### What to do
Nothing outside the range below should be printed. Output exactly the lines from the line with "Target: blue cup base" to the line with "Kindly point to the black basket", both included.

[[ The input open ]]

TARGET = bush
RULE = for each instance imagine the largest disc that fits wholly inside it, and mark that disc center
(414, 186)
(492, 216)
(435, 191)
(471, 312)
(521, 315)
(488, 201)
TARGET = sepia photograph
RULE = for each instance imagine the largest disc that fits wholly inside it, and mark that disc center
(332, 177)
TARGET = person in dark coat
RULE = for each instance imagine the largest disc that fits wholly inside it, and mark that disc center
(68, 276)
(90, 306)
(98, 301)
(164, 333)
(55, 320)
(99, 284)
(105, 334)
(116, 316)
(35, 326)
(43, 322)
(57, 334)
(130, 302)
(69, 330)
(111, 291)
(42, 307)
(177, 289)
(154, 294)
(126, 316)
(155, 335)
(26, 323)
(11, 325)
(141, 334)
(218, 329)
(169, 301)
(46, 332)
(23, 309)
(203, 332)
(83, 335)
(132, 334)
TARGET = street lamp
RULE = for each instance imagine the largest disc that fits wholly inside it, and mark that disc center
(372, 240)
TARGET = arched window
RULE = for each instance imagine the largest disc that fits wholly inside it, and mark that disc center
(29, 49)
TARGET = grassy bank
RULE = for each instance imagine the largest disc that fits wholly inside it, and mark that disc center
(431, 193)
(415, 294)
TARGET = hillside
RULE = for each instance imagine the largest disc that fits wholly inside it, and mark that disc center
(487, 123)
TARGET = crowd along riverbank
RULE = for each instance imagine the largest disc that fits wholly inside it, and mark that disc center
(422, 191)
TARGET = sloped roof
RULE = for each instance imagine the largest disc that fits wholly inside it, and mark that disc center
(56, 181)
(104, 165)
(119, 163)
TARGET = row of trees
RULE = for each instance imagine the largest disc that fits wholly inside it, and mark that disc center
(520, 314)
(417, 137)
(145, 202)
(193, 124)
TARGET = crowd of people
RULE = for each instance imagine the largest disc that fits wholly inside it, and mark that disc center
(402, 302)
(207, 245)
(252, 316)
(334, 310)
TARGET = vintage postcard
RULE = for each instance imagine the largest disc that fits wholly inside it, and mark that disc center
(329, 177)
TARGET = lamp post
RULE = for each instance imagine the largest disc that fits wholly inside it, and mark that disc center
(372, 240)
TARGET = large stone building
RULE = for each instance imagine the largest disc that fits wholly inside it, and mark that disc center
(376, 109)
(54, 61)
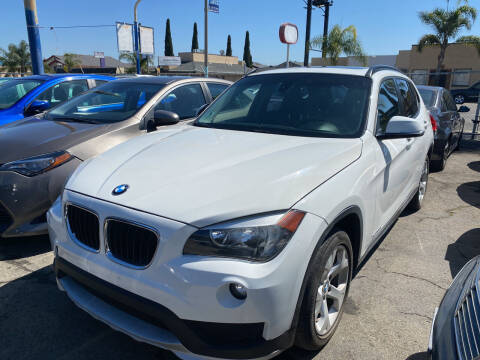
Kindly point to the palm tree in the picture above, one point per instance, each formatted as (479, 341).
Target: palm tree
(16, 57)
(131, 58)
(70, 61)
(340, 41)
(447, 24)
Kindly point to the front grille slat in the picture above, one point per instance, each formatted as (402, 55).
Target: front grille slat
(467, 325)
(131, 243)
(83, 226)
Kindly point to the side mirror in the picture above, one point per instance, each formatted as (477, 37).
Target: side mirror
(400, 127)
(37, 107)
(201, 109)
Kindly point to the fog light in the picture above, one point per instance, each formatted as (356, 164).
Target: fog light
(238, 291)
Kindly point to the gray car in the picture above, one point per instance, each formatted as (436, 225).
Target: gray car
(38, 154)
(446, 122)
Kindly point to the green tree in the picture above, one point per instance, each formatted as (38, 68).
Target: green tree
(70, 61)
(168, 40)
(446, 25)
(247, 55)
(131, 58)
(229, 46)
(195, 38)
(16, 58)
(340, 41)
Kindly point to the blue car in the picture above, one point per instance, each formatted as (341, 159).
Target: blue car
(30, 95)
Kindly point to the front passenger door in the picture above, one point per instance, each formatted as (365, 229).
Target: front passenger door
(393, 158)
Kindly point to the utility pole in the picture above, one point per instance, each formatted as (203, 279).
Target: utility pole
(33, 36)
(205, 51)
(307, 33)
(327, 5)
(136, 36)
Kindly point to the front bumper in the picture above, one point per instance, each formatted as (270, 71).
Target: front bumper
(25, 200)
(193, 290)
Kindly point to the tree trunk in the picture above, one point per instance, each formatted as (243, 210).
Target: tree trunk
(441, 58)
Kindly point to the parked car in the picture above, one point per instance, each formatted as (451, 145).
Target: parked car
(446, 121)
(455, 331)
(38, 154)
(466, 95)
(30, 95)
(4, 80)
(236, 236)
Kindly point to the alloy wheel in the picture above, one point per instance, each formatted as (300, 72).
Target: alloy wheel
(331, 291)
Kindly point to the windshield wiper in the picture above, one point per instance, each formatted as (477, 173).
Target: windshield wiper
(72, 119)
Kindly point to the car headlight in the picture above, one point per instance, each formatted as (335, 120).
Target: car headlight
(37, 164)
(258, 239)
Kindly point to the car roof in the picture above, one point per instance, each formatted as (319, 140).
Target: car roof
(59, 76)
(426, 87)
(344, 70)
(165, 80)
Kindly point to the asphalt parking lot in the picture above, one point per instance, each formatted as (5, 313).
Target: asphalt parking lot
(388, 314)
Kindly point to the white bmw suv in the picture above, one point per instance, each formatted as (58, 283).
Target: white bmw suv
(236, 236)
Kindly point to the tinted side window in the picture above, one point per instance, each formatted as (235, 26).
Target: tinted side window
(387, 105)
(185, 101)
(62, 92)
(409, 98)
(216, 89)
(100, 82)
(449, 102)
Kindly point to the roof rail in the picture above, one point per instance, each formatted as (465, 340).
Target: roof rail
(376, 68)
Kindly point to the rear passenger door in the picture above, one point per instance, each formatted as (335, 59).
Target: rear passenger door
(410, 105)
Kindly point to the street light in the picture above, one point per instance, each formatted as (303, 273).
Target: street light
(136, 35)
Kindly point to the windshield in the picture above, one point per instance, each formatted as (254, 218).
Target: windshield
(301, 104)
(109, 103)
(13, 90)
(428, 96)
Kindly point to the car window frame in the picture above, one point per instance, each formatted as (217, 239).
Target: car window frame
(400, 104)
(411, 87)
(51, 87)
(177, 86)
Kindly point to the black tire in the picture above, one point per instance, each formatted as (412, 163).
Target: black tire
(306, 336)
(416, 202)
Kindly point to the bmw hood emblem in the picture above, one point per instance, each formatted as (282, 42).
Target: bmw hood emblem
(120, 189)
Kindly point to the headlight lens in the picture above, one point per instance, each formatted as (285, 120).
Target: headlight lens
(37, 164)
(245, 240)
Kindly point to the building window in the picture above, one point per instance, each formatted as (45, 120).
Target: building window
(461, 77)
(420, 77)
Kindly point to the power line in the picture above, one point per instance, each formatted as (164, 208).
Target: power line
(69, 27)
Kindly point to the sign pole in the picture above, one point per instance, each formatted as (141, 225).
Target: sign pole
(33, 36)
(288, 56)
(205, 51)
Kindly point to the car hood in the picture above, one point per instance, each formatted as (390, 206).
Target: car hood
(203, 176)
(35, 136)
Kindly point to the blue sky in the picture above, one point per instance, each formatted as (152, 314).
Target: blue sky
(384, 26)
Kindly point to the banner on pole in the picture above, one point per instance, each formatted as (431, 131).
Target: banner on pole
(146, 40)
(124, 37)
(214, 6)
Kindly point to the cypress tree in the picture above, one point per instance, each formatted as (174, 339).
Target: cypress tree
(229, 46)
(168, 40)
(195, 38)
(247, 56)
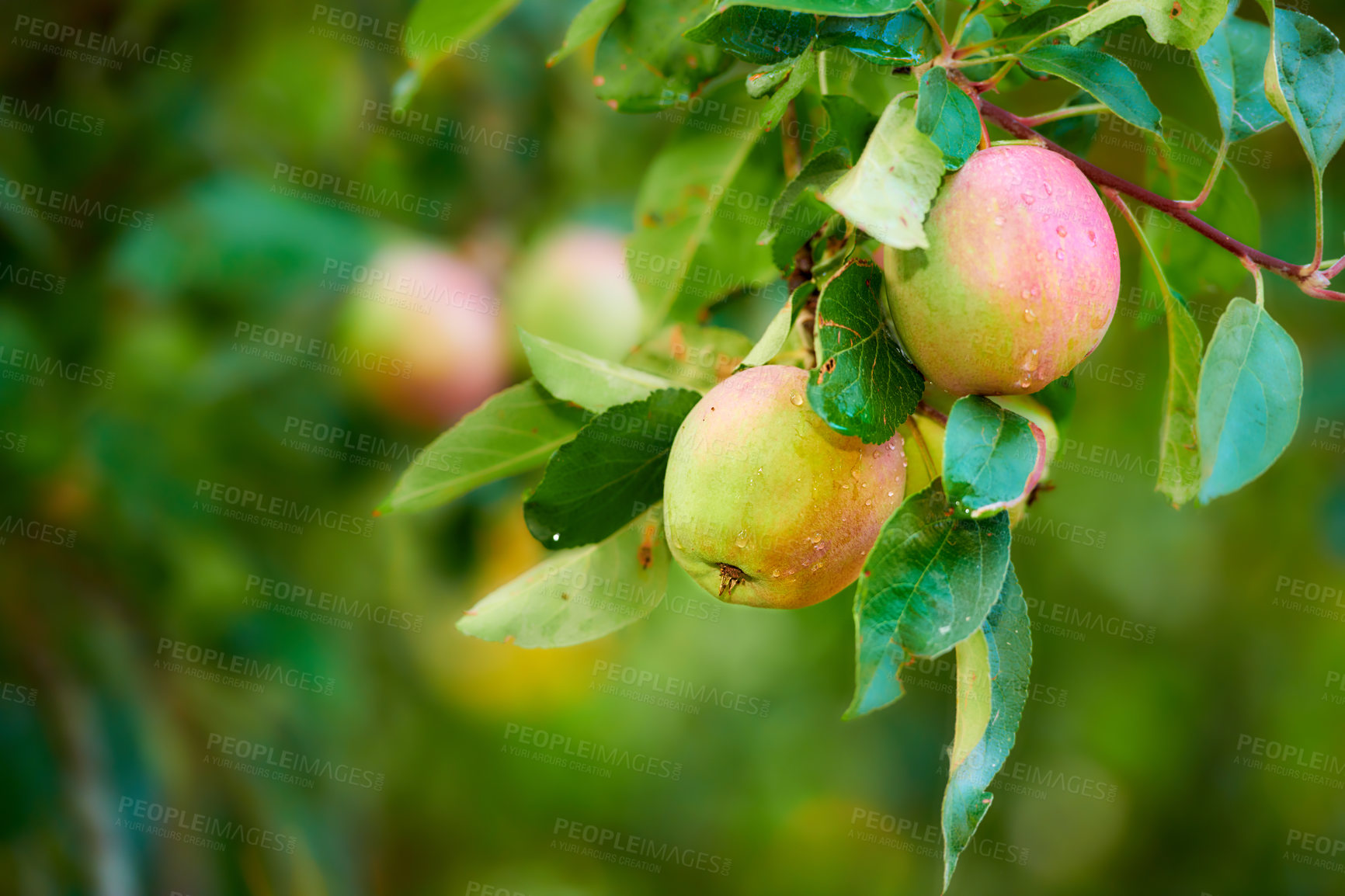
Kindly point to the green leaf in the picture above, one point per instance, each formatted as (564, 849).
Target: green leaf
(948, 116)
(989, 455)
(579, 595)
(756, 34)
(1251, 384)
(830, 7)
(891, 189)
(513, 432)
(1040, 20)
(1306, 84)
(1104, 77)
(610, 473)
(689, 249)
(692, 356)
(978, 31)
(904, 38)
(1075, 134)
(821, 172)
(928, 583)
(437, 27)
(1179, 457)
(1181, 23)
(1194, 264)
(849, 126)
(863, 385)
(768, 346)
(643, 62)
(994, 665)
(767, 80)
(591, 22)
(1234, 68)
(805, 69)
(591, 382)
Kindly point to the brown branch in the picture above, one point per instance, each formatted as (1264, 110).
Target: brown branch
(1288, 269)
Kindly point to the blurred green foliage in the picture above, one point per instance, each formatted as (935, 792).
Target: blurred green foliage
(1129, 773)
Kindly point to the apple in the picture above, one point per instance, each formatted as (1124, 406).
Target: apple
(1020, 280)
(428, 330)
(572, 287)
(764, 503)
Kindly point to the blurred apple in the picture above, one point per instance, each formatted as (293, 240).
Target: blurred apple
(433, 325)
(572, 287)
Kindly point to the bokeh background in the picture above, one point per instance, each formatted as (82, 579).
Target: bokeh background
(1187, 734)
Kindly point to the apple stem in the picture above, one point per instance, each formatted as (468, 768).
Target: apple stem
(1306, 282)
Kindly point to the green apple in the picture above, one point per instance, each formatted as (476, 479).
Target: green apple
(572, 287)
(764, 503)
(1020, 280)
(428, 335)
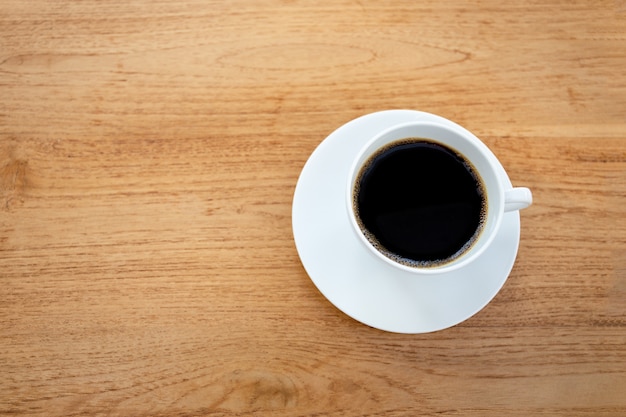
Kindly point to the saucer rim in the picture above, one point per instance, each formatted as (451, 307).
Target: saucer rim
(359, 253)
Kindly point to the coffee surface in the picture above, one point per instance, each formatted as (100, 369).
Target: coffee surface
(419, 202)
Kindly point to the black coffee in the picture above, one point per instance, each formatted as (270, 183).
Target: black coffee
(419, 202)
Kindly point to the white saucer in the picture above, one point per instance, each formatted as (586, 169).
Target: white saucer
(356, 281)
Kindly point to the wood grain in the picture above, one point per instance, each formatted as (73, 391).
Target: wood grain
(148, 158)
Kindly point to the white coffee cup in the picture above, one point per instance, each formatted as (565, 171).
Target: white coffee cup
(500, 198)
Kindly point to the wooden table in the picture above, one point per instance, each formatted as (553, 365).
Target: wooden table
(149, 152)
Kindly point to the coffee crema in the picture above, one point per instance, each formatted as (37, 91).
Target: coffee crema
(419, 202)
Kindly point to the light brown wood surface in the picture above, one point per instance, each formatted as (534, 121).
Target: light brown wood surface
(149, 153)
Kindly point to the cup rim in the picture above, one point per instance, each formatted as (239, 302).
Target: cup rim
(485, 240)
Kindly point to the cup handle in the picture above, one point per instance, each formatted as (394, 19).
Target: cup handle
(517, 198)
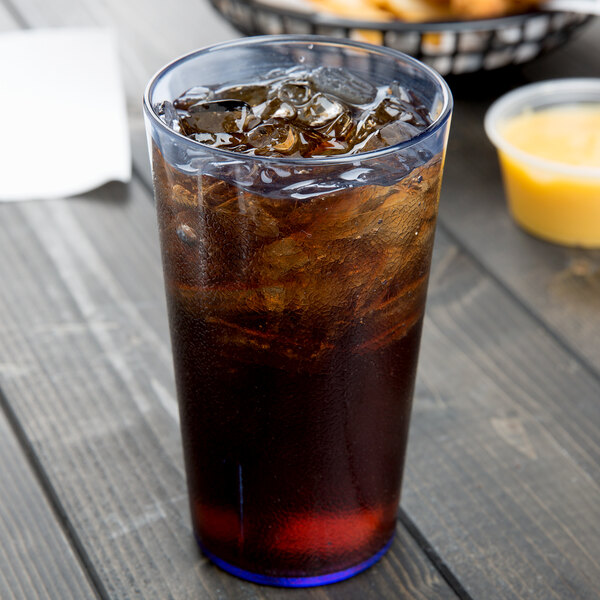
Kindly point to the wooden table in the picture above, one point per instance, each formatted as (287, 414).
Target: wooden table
(502, 488)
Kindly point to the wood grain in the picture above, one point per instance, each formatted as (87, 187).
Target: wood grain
(560, 286)
(502, 474)
(36, 558)
(95, 398)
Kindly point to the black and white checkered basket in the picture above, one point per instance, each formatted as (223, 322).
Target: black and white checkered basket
(450, 48)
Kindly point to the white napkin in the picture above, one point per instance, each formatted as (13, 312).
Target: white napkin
(63, 120)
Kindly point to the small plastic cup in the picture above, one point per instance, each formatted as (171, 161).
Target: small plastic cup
(553, 200)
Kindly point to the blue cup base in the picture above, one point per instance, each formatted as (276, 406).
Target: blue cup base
(295, 582)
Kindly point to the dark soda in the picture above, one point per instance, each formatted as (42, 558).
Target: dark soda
(295, 305)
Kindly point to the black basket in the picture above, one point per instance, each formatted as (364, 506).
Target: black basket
(453, 47)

[[ The input closed ]]

### Finished task
Target: blue cup base
(295, 582)
Kindly point to the dark soda in the picture above, one point per instance, each formatted as (42, 558).
Target: dark soda
(295, 305)
Kindly point to the black basket in the picture above, one point per instance, each formatted as (364, 506).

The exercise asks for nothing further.